Document excerpt ▸
However, ‘dog chew’ also covers some irrelevant search terms:

  • dog chew bed

  • soft dog chew toys

  • chew proof dog bed

Someone looking for a bed or toy for dogs is not likely to purchase a seasonal dog allergy chew tablet.

keyword chart

The size of irrelevant and relevant spend is an approximation of how much irrelevant spend some of the campaigns can have

In addition to BROAD match keywords, AUTO campaigns also end up spending hugely on search terms that are not relevant to the product.

Some ways to identify the search terms that waste spend

1. Filter based on KPIs like click-through rate, conversion rate, the ACOS (average cost of sale), etc.

A common simple way is to look at search terms and identify poor-performing search terms in terms of click-through rate, conversion rate, etc.

However, there are several drawbacks to this method:

  • Some search terms might not show good performance yet but might be relevant to the campaign. These might have eventually ended up being good

  • Looking at the performance at the search term level is tedious and manual

  • We tend to miss out on a huge chunk of search terms that are irrelevant to the campaign and cannot easily be weeded out purely by having a performance filter on search terms

2. Automated Unsupervised Machine Learning

We tried many approaches.

One of them was to use automated unsupervised learning with relevant KPIs.

We cluster search terms and identify clusters of interest. This gave us decent results. It captured the terms that naive filtering would capture and caught many more search terms that naive filtering wasn’t able to capture. However, it also sometimes caught terms that are poor performing but not necessarily irrelevant to the product. It also missed out on many irrelevant search terms that the product had spent on.

We felt we could do better.

Our mission was to identify all irrelevant search terms and not just the search terms that are not performing well

NLP, Tokenization, and Statistical Modeling to identify irrelevant search terms

dog chart

The approach that worked best for us was Tokenization.

List of tasks ▸
1: List the example search terms that the excerpt above on wasted ad spend gives as irrelevant matches for "dog chew".
2: Continue the article above on weeding out irrelevant ad search terms, starting right after its final sentence.

Data entries ▸
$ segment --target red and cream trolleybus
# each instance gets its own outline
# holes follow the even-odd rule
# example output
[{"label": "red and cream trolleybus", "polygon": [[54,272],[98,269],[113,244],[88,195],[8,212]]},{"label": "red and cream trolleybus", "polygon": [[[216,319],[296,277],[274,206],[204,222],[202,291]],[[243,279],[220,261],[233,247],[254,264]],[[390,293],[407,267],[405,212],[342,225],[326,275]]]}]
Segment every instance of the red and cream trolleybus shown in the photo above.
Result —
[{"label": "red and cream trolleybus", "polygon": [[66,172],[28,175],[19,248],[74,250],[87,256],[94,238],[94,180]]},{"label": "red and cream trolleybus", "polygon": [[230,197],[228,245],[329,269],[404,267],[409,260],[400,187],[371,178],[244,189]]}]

Answers to each task ▸
1:
dog chew bed
soft dog chew toys
chew proof dog bed

2:
We utilize Natural Language Processing including Tokenization to identify word tokens irrelevant to the products in our campaign.

We Further strengthen our prediction by Statistically modeling thresholds on several KPIs including cost per conversion, clicks, conversions, among others. We also factor in the campaign’s target ACOS (Average Cost of Sale).

In our most recent test, 98% of the word tokens identified by this model as irrelevant were indeed irrelevant to the mapped campaigns in the account.

This gives us the ability to do two things -

  1. Negative PHRASE match the irrelevant word token so that any other search term containing the word token does not end up wasting spend

  2. Negative EXACT match the search terms containing the irrelevant word token

Our implementation of irrelevant ad spend identification is helping our clients reduce tedious hours manually looking for search terms that waste ad spend and helping improve ROAS (Return on Ad Spend) on their campaigns.

Using Dask dataframes and Managed Notebooks on GCP we are able to run this computationally intensive model at our desired frequency.

This was a very fascinating project for our team to work on because of how broad the scope Wasted Ad Spend is and how insightful it is to hone in on irrelevancy which can be extremely tricky.

If you feel your organization is not maximizing the potential of your budget, reach out to us at and we'd happy to help.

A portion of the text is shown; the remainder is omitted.